Te bestuderen tekst:
--------------------------------------------------

Het proto-Bantoe werd waarschijnlijk gesproken rond 2000 v. Chr. Door hun kennis van de landbouw hadden de proto-Bantoes een voorsprong op hun oostelijke en zuidelijke buren, die in het regenwoud en op de savanne als jagers-verzamelaars leefden. Rond 1000 v. Chr. begon het proto-Bantoe zich te verspreiden en splitste de taal zich op in twee takken. De eerste tak trok oostwaarts, over de savanne ten noorden van het Kongobekken. De tweede tak trok zuidwaarts, langs de Atlantische kust.

Verspreiding van de Bantoes.

--------------------------------------------------

Geselecteerd materiaal:
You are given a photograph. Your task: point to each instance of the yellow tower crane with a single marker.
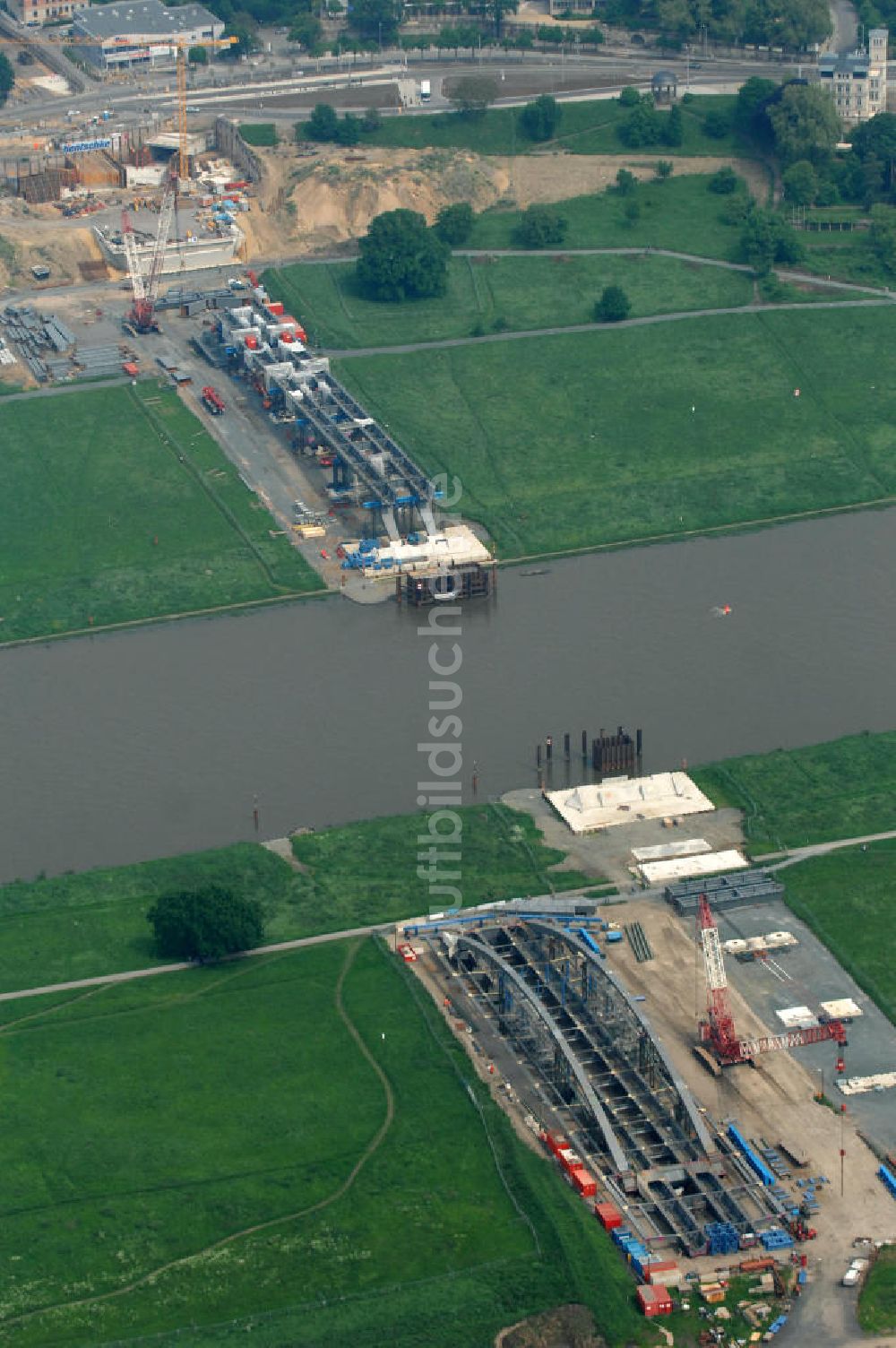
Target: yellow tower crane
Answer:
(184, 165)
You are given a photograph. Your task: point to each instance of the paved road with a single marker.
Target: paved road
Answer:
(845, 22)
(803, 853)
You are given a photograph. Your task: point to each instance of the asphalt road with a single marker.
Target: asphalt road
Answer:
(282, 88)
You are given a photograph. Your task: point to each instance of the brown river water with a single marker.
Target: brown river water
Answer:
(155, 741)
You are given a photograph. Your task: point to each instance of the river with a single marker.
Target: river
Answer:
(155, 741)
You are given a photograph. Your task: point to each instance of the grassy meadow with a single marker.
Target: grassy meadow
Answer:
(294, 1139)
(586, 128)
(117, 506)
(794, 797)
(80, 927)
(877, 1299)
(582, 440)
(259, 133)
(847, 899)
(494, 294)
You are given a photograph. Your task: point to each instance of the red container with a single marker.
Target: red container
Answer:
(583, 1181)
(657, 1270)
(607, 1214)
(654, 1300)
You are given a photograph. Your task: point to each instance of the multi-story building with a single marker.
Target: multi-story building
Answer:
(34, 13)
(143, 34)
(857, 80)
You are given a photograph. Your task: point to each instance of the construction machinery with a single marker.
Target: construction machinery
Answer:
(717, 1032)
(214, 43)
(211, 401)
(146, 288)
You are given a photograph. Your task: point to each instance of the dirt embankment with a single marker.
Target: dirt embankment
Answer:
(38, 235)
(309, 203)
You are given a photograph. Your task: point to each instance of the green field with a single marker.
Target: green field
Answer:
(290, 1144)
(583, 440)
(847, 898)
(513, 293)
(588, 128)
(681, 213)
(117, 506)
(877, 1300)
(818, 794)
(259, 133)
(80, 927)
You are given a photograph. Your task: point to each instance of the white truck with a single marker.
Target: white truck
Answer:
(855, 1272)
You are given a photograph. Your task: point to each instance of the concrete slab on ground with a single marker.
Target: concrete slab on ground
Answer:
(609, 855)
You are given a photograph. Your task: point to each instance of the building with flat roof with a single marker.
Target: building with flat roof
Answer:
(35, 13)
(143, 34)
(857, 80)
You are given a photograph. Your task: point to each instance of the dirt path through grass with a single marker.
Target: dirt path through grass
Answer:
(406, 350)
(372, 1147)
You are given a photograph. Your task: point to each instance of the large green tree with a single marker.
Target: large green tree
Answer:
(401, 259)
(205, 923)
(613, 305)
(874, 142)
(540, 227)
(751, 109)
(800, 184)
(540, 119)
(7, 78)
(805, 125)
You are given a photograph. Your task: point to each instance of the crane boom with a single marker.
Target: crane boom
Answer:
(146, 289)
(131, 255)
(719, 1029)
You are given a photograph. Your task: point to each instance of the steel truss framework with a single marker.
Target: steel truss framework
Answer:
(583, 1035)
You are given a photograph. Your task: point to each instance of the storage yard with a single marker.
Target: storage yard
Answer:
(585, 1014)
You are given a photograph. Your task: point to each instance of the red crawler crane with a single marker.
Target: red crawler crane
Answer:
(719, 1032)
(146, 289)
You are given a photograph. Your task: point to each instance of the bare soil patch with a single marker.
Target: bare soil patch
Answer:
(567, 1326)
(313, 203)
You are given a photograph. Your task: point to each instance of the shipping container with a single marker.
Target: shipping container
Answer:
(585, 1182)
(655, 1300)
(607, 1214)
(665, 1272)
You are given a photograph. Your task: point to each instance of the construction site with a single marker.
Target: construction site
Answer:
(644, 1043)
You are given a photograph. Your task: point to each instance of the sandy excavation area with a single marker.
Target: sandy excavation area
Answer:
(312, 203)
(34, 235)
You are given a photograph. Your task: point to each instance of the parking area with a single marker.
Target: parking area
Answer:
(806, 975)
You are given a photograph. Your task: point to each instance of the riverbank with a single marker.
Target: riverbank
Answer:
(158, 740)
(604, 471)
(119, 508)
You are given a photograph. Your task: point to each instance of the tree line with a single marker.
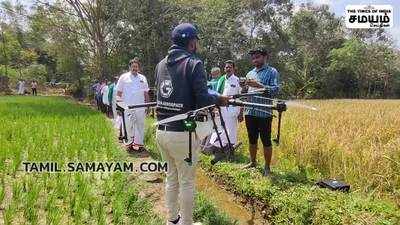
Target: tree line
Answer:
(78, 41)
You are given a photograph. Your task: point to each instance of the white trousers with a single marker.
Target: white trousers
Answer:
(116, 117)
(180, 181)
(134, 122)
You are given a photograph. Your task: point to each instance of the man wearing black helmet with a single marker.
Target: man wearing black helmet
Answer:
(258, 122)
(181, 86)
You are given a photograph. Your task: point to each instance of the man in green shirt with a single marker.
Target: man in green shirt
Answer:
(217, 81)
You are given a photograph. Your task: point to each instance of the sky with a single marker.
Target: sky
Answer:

--------------------------------------------------

Studievragen:
1. Rond welk jaar begon het proto-Bantoe zich volgens de tekst over het proto-Bantoe te verspreiden?
2. Pak de tekst over het proto-Bantoe weer op na de laatste regel en schrijf hem verder.

Antwoorden bij opgaven:
1. Rond 1000 v. Chr.

2.
Auteur: Mark Dingemanse

De Urewe-beschaving

De eerste grote beschaving die met de Bantoes geassocieerd wordt is de Urewe-beschaving. Deze landbouwbeschaving met kennis van ijzerbewerking bloeide tussen 600 v. Chr. en 600 n. Chr. in het Grote Merengebied (Tanzania, Kenia, Oeganda, Rwanda, Burundi). Het klimaat was in die periode zeer gunstig. De Urewe-beschaving onderhield contacten met de Nilo-Saharaanse en Afro-Aziatische volken van Oost-Afrika, van wie de Bantoes veel leenwoorden en gebruiken overnamen, met name op het gebied van veeteelt. De Urewe-beschaving heeft de omliggende culturen sterk beïnvloed, wat de verspreiding van de Bantoetalen in de hand werkte.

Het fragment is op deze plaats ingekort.